RECORDS TO USE:
------
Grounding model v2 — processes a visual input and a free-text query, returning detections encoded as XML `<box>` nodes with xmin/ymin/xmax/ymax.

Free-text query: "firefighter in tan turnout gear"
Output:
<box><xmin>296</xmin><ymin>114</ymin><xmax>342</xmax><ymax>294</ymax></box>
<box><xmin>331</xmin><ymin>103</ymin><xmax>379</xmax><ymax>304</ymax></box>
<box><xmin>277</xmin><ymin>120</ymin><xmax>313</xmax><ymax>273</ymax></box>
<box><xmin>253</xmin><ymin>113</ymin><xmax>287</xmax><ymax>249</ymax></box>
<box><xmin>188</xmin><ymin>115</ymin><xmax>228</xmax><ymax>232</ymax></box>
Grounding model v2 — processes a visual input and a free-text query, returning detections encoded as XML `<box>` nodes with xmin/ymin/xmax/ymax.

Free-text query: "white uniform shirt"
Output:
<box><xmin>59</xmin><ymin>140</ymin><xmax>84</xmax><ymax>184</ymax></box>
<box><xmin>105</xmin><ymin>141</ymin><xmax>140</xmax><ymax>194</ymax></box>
------
INSTRUCTIONS TO FOLLOW: Copy every line of the items above verbatim, without changing any character.

CORRECT RESPONSE:
Grounding model v2 — processes a visual input and a free-text query, returning detections encoded as XML `<box>` nodes with xmin/ymin/xmax/ymax.

Free-text query: "firefighter in tan turnout gear"
Output:
<box><xmin>296</xmin><ymin>114</ymin><xmax>342</xmax><ymax>294</ymax></box>
<box><xmin>331</xmin><ymin>103</ymin><xmax>379</xmax><ymax>304</ymax></box>
<box><xmin>277</xmin><ymin>120</ymin><xmax>313</xmax><ymax>273</ymax></box>
<box><xmin>253</xmin><ymin>113</ymin><xmax>287</xmax><ymax>249</ymax></box>
<box><xmin>188</xmin><ymin>115</ymin><xmax>228</xmax><ymax>232</ymax></box>
Grounding model v2 — processes a visual input and a free-text query, returning detections encoded as XML `<box>` nodes with xmin/ymin/xmax/ymax.

Free-text query: "white uniform shirt"
Output:
<box><xmin>59</xmin><ymin>140</ymin><xmax>84</xmax><ymax>184</ymax></box>
<box><xmin>105</xmin><ymin>141</ymin><xmax>140</xmax><ymax>194</ymax></box>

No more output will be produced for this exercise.